Rewrite the part of the article below on the 1976 DFB-Pokal final that opens with the words containing "The 1976 DFB-Pokal" and closes with "2nd cup title.", putting "HSV" in place of "Hamburger SV".

Quoted passage >>
┌──

1976 DFB-Pokal final
- Match programme cover
- Event: 1975–76 DFB-Pokal
| Hamburger SV | 1. FC Kaiserslautern |
| 2 | 0 |
- Date: 26 June 1976
- Venue: Waldstadion, Frankfurt
- Referee: Walter Eschweiler (Euskirchen)
- Attendance: 61,000

= 1976 DFB-Pokal final =

The 1976 DFB-Pokal final decided the winner of the 1975–76 DFB-Pokal, the 33rd season of Germany's knockout football cup competition. It was played on 26 June 1976 at the Waldstadion in Frankfurt. Hamburger SV won the match 2–0 against 1. FC Kaiserslautern, to claim their 2nd cup title.

==Route to the final==
The DFB-Pokal began with 128 teams in a single-elimination knockout cup competition. There were a total of six rounds leading up to the final. Teams were drawn against each other, and the winner after 90 minutes would advance. If still tied, 30 minutes of extra time was played. If the score was still level, a replay would take place at the original away team's stadium. If still level after 90 minutes, 30 minutes of extra time was played. If the score was still level, a penalty shoot-out was used to determine the winner.

└──

Material provided >>
┌──

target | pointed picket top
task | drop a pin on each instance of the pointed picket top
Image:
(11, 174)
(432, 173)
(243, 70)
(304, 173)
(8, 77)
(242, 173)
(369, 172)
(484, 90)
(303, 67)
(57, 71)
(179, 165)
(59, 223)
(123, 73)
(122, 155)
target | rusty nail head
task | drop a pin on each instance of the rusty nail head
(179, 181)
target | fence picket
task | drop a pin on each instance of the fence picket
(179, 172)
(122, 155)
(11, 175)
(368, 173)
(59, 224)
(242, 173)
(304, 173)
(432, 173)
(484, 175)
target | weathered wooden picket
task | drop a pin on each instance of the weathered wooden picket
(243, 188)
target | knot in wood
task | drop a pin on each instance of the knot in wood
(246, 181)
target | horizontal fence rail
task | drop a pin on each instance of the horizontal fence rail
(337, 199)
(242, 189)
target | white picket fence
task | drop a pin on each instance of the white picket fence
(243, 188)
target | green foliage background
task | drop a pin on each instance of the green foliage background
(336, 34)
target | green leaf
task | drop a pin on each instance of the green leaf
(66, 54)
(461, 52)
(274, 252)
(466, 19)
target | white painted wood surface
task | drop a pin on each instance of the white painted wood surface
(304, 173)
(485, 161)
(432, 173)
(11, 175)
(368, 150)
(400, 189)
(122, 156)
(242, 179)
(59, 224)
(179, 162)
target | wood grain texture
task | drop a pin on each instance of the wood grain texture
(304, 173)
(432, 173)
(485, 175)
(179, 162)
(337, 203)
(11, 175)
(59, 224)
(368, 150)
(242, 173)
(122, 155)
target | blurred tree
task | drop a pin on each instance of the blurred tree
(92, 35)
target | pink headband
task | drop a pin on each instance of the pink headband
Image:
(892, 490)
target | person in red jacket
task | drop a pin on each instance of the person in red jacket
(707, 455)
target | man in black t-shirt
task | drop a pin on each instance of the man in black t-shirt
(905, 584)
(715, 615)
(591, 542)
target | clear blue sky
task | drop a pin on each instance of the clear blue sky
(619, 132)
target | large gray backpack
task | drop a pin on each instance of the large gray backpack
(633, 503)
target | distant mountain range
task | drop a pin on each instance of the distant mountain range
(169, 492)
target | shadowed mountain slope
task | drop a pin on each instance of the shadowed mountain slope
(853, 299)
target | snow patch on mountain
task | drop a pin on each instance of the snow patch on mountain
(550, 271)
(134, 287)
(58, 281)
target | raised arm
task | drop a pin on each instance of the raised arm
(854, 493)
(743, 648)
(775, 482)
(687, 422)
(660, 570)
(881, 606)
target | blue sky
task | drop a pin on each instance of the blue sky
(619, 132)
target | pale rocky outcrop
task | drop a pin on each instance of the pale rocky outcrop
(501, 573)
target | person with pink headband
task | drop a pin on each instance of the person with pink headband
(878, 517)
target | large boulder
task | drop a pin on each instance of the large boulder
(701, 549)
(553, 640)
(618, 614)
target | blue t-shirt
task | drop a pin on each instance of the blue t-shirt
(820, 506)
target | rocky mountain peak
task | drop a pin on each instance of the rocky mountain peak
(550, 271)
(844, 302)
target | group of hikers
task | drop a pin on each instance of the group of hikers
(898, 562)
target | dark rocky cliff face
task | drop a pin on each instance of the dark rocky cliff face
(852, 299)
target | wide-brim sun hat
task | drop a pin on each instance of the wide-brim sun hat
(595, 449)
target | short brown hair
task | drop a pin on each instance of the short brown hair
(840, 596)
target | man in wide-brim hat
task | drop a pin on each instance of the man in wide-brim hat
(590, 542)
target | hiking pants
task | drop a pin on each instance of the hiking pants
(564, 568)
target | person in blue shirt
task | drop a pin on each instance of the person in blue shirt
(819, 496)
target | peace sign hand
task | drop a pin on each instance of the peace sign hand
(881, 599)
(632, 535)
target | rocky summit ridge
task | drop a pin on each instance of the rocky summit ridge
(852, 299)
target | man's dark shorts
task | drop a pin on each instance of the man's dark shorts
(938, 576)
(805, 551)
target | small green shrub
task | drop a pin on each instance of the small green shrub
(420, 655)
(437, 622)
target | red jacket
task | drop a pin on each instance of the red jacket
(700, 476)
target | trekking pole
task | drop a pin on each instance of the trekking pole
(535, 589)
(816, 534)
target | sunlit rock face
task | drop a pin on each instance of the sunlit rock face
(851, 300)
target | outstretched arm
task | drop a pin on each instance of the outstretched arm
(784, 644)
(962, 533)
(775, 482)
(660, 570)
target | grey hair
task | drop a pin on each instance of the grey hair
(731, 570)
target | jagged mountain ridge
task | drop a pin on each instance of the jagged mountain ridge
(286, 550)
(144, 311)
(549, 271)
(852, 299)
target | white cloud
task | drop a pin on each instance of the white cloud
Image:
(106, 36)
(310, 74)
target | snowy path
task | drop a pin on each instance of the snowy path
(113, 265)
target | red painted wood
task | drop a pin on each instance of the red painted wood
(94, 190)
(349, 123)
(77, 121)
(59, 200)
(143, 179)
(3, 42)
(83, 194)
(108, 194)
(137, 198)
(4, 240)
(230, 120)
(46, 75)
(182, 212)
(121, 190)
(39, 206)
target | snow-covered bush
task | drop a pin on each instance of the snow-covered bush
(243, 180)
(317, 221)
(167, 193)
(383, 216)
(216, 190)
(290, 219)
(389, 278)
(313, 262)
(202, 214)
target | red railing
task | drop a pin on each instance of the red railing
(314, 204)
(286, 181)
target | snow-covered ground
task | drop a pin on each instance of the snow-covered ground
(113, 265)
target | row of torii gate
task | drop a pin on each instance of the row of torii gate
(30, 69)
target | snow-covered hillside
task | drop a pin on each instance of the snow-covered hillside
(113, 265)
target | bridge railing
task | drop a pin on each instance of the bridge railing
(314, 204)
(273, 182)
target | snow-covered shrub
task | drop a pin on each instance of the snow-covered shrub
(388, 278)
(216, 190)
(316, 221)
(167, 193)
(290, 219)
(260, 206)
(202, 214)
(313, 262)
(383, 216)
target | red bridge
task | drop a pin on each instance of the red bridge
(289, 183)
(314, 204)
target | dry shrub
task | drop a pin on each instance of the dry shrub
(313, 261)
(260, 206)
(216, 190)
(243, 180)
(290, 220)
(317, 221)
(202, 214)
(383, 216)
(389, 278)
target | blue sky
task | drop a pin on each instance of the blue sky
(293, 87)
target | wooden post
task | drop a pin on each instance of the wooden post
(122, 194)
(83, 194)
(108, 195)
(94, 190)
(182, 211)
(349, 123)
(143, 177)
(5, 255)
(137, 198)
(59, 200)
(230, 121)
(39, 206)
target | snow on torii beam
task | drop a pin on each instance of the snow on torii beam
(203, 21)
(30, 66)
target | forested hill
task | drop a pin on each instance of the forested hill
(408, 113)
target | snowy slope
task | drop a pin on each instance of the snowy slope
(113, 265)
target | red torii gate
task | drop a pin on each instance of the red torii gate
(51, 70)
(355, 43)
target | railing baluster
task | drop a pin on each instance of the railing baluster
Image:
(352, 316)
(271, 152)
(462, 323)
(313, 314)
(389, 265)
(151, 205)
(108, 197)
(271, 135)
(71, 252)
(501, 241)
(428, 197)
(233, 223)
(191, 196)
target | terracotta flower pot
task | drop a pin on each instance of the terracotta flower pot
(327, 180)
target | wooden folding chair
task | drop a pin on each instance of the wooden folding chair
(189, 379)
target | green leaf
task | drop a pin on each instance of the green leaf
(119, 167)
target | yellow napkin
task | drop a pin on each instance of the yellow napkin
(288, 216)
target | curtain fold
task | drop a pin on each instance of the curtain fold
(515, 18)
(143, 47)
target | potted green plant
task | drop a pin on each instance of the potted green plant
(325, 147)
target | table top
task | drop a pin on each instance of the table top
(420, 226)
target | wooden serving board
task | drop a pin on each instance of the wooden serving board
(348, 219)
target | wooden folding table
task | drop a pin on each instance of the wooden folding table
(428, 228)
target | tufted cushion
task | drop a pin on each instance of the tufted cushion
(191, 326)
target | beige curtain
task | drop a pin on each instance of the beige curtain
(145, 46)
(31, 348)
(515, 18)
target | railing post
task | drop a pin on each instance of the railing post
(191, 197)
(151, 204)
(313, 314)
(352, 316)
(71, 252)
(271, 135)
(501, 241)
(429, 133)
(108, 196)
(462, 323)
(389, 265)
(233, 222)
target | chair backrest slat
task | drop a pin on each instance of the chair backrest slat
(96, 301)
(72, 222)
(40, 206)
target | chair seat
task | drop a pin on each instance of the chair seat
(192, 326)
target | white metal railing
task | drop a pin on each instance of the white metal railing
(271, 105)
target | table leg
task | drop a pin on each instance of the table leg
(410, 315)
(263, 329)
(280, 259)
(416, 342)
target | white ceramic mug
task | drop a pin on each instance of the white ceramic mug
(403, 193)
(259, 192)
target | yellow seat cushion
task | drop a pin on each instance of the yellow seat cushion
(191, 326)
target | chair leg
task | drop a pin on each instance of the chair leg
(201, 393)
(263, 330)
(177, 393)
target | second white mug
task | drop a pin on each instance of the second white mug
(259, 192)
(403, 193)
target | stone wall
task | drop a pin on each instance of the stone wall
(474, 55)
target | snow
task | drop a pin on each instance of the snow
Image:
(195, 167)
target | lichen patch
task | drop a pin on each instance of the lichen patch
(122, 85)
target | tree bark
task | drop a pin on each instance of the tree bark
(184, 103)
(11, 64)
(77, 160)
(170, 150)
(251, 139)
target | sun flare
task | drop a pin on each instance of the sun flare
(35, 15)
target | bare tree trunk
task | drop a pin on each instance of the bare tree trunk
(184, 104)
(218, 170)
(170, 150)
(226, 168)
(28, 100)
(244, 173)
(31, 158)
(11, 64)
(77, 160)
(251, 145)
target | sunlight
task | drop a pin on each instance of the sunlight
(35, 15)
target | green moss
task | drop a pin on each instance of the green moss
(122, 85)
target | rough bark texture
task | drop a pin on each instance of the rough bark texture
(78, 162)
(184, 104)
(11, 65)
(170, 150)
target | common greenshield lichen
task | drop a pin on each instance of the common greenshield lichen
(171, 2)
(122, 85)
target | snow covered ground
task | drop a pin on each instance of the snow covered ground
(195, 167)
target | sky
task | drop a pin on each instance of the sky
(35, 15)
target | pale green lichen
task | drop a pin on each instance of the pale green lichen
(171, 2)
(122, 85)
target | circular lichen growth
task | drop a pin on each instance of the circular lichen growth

└──

Task result >>
The 1976 DFB-Pokal final decided the winner of the 1975–76 DFB-Pokal, the 33rd season of Germany's knockout football cup competition. It was played on 26 June 1976 at the Waldstadion in Frankfurt. HSV won the match 2–0 against 1. FC Kaiserslautern, to claim their 2nd cup title.